● DIRECTIONS
a – Reproduce the part of the running essay that begins at the words "Then somewhere along" and stops after "on one’s back.".
b – In the running essay, for how much of the writer's life has the writer been a runner?

● ARTICLE

_ _ _ _ _ _ _

Occasionally people ask me my favorite outdoor activity. It can be hard to narrow it down, considering the assorted skis stashed in odd corners of my house, the pile of backpacks on the floor, the snowshoes hidden behind my couch and the kayak and mountain bike in the basement. Still, for more than two-thirds of my life, I have been a runner, so running is what it always boils down to for me. Everything else is just cross training.
In an article I read recently, the writer said that the main difference between road racers and trail runners is that road racers train, while trail runners just run. I don’t know why that came as an epiphany to me, but it did. I spent my high school and college career following strict training regimens while chasing PRs and team points. I spent my twenties on an only-slightly-less-strict schedule, traveling to at least one road race every weekend. My closet bulges with finisher shirts, and my bookshelf sags with road race hardware.
Then somewhere along the way I lost some of my competitive drive, or maybe just my ability to keep churning out PRs. I ceased to be a road racer, gave up training schedules altogether and happily morphed into a trail runner. Now I just run, when I feel like, and I do other stuff when I don’t feel like running. I also became burned out by increasingly high entry fees for tech tees and nicer swag bags at races, right around the time I discovered the do-it-yourself, ultra fun run. Ultras are those races that are longer than marathon distance. They’re expensive when they’re real events requiring permits and event insurance, boasting multiple aid stations and finisher’s medals; they’re free if one just picks a trail and goes running, carrying the aid station on one’s back.

_ _ _ _ _ _ _

● DATASET ENTRIES
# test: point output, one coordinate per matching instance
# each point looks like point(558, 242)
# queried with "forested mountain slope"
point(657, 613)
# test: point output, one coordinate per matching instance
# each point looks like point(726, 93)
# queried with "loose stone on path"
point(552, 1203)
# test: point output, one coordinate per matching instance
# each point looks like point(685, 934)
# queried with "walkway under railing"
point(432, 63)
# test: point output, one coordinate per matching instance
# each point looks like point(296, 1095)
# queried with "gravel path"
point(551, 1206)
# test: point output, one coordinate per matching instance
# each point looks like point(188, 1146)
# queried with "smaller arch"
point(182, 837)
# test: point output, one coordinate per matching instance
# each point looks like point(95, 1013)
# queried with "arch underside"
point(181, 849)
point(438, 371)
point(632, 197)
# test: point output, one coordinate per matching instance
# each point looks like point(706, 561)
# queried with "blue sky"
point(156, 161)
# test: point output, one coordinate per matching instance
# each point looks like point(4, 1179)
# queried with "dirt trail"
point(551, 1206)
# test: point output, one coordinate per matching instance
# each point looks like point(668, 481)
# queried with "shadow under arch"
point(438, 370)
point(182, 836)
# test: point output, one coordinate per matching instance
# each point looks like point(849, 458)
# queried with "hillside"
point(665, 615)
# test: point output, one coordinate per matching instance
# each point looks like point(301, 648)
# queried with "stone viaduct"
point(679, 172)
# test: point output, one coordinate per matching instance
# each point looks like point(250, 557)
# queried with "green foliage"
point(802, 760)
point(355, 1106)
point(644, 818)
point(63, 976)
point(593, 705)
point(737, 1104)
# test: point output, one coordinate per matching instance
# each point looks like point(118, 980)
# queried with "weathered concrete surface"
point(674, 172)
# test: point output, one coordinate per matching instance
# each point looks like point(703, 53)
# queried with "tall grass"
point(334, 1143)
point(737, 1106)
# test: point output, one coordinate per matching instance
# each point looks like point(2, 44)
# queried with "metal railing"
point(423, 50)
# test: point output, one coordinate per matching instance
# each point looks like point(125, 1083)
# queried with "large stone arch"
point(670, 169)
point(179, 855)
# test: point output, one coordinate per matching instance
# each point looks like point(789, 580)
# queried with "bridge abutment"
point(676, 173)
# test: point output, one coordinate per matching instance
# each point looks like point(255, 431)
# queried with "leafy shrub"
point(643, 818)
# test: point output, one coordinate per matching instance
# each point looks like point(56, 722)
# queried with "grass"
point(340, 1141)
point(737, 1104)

_ _ _ _ _ _ _

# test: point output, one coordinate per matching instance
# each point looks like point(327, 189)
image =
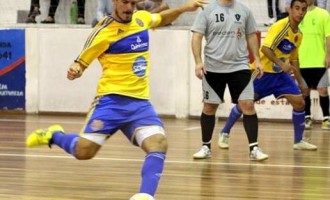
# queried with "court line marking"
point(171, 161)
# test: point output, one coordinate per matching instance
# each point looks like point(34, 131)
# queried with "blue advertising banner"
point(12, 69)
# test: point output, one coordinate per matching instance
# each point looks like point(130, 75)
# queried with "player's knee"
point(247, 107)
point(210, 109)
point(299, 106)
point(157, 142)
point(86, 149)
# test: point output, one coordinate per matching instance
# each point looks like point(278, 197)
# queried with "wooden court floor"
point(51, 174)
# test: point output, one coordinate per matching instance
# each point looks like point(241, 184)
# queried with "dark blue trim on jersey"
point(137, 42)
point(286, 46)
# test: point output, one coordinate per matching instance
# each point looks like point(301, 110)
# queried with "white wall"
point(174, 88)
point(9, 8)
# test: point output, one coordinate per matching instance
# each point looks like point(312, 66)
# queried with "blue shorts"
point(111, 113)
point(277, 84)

_ _ _ _ _ _ _

● ANSWERS GIVEN
a –
Then somewhere along the way I lost some of my competitive drive, or maybe just my ability to keep churning out PRs. I ceased to be a road racer, gave up training schedules altogether and happily morphed into a trail runner. Now I just run, when I feel like, and I do other stuff when I don’t feel like running. I also became burned out by increasingly high entry fees for tech tees and nicer swag bags at races, right around the time I discovered the do-it-yourself, ultra fun run. Ultras are those races that are longer than marathon distance. They’re expensive when they’re real events requiring permits and event insurance, boasting multiple aid stations and finisher’s medals; they’re free if one just picks a trail and goes running, carrying the aid station on one’s back.

b – For more than two-thirds of it.